While ritualistic resurrection chants may inspire ‘Rise of the Light Bearer’, Frédéric is the first to admit his sources of inspiration are often ambiguous and unexpected when it comes to songwriting in any form. “Everything that I do, everything in my life influences my way of writing music”, he admits. “Even going to a restaurant will have an impact. To some extent, everything has an impact artistically, like if I have an argument with my wife, that’s gonna have an impact, but if I go on a vacation with her and everything is nice, that’s gonna have an impact too.
“Horror movies and soundtracks definitely have an impact on my way of writing music,” Frédéric adds, in response to the suggestion that the dark side of cinema makes its way into the gloomy atmosphere of tracks like ‘I Stand Alone’ and the funeral ‘My Swan Song’, “But it could also be other things. Right before this interview, I was watching ‘The Office’ again with Ricky Gervais, and that uncomfortable cringe atmosphere also has an impact.
“But certain songs on the album are specifically about either horror movies or books. So the song ‘Nuit Noire’ is inspired by the book of the same title and ‘Sacred Martyr’ is about the French horror movie ‘Martyrs’”.
‘Repulsion for Humanity’ is Frédéric’s bid to create his own metallic template, but he’ll always acknowledge the importance of the bands that made him see the darkness in the first place. Citing a vast range of extreme metal icons such as Bolt Thrower, Obituary and even groove titans Pantera. Perhaps most significantly is a love for Floridian death pioneers Morbid Angel, which Frédéric and Joey have bonded over throughout the years. “I’m never gonna lie and say ‘Morbid Angel? Who’s that, never heard of them!’ They’re probably my favourite band period, my favourite death metal band without a doubt,” he states.
“It’s the same with Joey because that’s actually how we bonded years ago. We were calling each other Morbid Angel and we still do, like when we text each other it’s always got ‘MA’ written on it.”

• **Material shown**
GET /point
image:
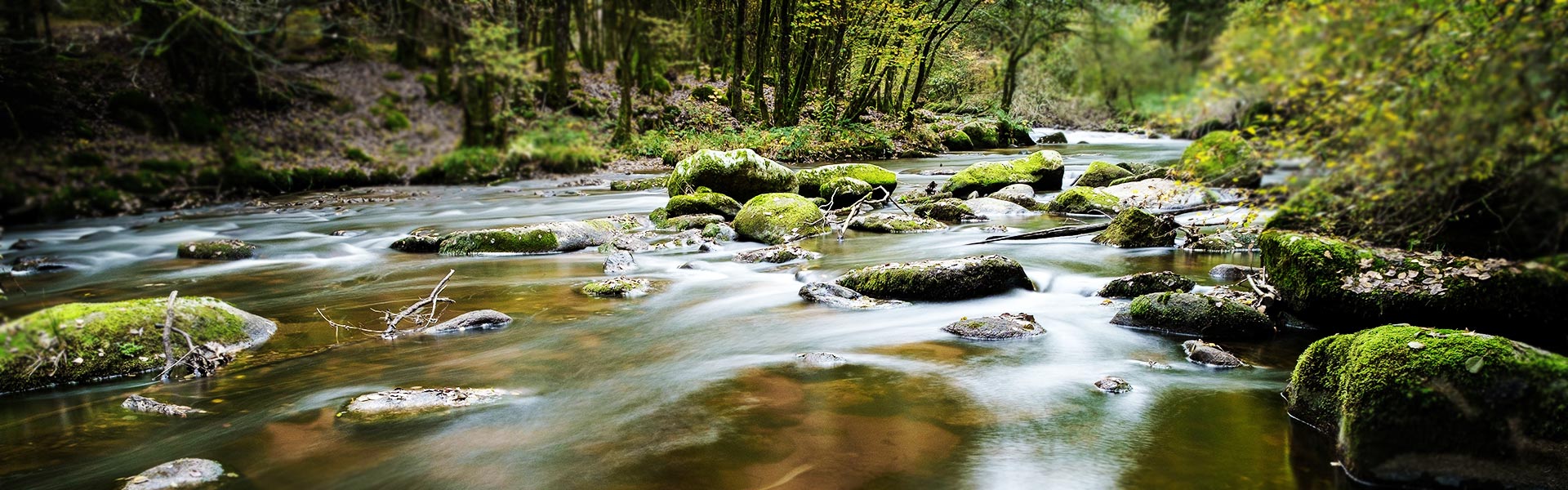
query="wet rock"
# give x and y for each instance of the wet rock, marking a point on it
(1220, 159)
(1211, 355)
(216, 250)
(105, 340)
(775, 255)
(938, 280)
(1147, 283)
(780, 217)
(703, 203)
(479, 319)
(1084, 200)
(1194, 314)
(141, 404)
(1468, 410)
(1040, 170)
(1101, 175)
(618, 287)
(886, 222)
(1232, 272)
(182, 473)
(1007, 326)
(819, 360)
(1136, 228)
(1114, 385)
(949, 209)
(843, 297)
(741, 175)
(407, 403)
(813, 180)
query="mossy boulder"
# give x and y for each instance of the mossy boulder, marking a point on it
(545, 238)
(85, 341)
(1196, 314)
(216, 250)
(741, 175)
(1101, 175)
(780, 217)
(1344, 285)
(938, 280)
(1411, 406)
(1147, 283)
(811, 180)
(1040, 170)
(703, 203)
(1220, 159)
(886, 222)
(1084, 200)
(949, 209)
(1136, 228)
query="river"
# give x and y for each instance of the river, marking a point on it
(612, 382)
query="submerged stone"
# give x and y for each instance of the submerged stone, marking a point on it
(1467, 410)
(940, 280)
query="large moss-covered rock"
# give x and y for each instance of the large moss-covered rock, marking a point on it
(1220, 159)
(1196, 314)
(780, 217)
(703, 203)
(1134, 228)
(1084, 200)
(1101, 175)
(545, 238)
(938, 280)
(1413, 406)
(85, 341)
(811, 180)
(739, 173)
(1343, 285)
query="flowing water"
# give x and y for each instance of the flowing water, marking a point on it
(684, 388)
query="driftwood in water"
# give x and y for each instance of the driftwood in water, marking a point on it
(1079, 229)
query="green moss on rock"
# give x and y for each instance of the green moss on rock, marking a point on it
(780, 217)
(1040, 170)
(1419, 408)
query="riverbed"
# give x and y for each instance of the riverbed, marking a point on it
(610, 384)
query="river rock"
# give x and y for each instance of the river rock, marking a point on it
(938, 280)
(703, 203)
(775, 255)
(182, 473)
(886, 222)
(1467, 410)
(1136, 228)
(811, 180)
(780, 217)
(1147, 283)
(407, 403)
(1344, 285)
(1101, 175)
(819, 360)
(1007, 326)
(105, 340)
(216, 250)
(843, 297)
(141, 404)
(1220, 159)
(741, 175)
(1211, 355)
(1114, 385)
(949, 209)
(1084, 200)
(1194, 314)
(1040, 170)
(1232, 272)
(479, 319)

• **Exercises**
[A] Reproduce the records verbatim, from their beginning through the line containing "(1343, 285)", and leave out the pictures.
[B] Write the next part of the interview about the album 'Repulsion for Humanity', continuing from where it ends.

• **Answers in order**
[A]
GET /point
image:
query="wet rock"
# give x and y for each instance of the wet rock, marking a point on it
(1220, 159)
(1211, 355)
(216, 250)
(105, 340)
(775, 255)
(938, 280)
(1147, 283)
(780, 217)
(703, 203)
(479, 319)
(1084, 200)
(1194, 314)
(141, 404)
(1468, 410)
(1040, 170)
(1101, 175)
(618, 287)
(886, 222)
(1232, 272)
(182, 473)
(1007, 326)
(819, 360)
(1136, 228)
(1114, 385)
(949, 209)
(843, 297)
(741, 175)
(407, 403)
(813, 180)
query="mossy boulder"
# give x and y for each instance of the mossy boulder, marking a point on it
(545, 238)
(85, 341)
(1196, 314)
(216, 250)
(741, 175)
(1101, 175)
(780, 217)
(1344, 285)
(938, 280)
(1411, 406)
(1147, 283)
(811, 180)
(1040, 170)
(703, 203)
(1220, 159)
(886, 222)
(1084, 200)
(949, 209)
(1136, 228)
query="river"
# give x and y for each instance of the river, marking a point on it
(612, 382)
query="submerged stone"
# give x and y for each instance of the submerged stone, marking a point on it
(1467, 410)
(940, 280)
query="large moss-covered rock"
# give x and y for each instance of the large moss-covered rock, marking a point on it
(1220, 159)
(1196, 314)
(780, 217)
(703, 203)
(1134, 228)
(1084, 200)
(1101, 175)
(545, 238)
(938, 280)
(1413, 406)
(85, 341)
(811, 180)
(739, 173)
(1343, 285)

[B]
For Frédéric, the time of ‘Blessed Are the Sick’ and ‘Slowly We Rot’ represent a golden age for extreme metal, and it’s an age that he takes more inspiration from than today’s crop of artists. “I don’t listen to what’s coming out nowadays, to be completely honest,” he admits. “I think genres are relative and that people will find new ways of expressing themselves. So I think everything had been written [in death metal]. So bands like Morbid Angel were the first ones to make the recipes, and everyone else has been following the recipe afterwards.
“Those guys invented the omelette, and now everyone’s just doing omelettes and adding chorizo or herbs or whatever, if you want to follow my kitchen metaphor,” Frédéric adds. “What I prefer is the original recipe, and I’m trying to use the same ingredients as they were at the time and try to take it from there as opposed to following the recipes from nowadays’ generation.”
While seeking out newer bands has been a necessary task in order to seek out support bands for upcoming headline shows, Frédéric is the first to admit he’s fallen out of touch with more recent uprisings in extreme metal. For him, this is both a blessing and a curse. “I guess in a way that’s good because it means Sinsaenum are keeping things fresh because I haven’t been listening to ten years worth of music.”
In those ten years, a number have trends have infiltrated metal, particularly as the U.S. bred scene culture made itself known throughout Europe. Frédéric sees this movement as alienating and realises how much of a polar opposite Sinsaenum’s music is. “I think maybe because I haven’t really been paying attention, but when I hear those bands, it sounds like they all went to the same studio and did the same song,” he says.
“When I look at magazines and I see those guys and their haircuts and hipster clothing, I need something different. With Sinsaenum, I want it to be raw and dirty and disgusting, just like the cover. It’s evil, and mean and it’s the colour of shit and that was the entire idea. That’s what I wanted it to be, otherwise, everything seems too polished.”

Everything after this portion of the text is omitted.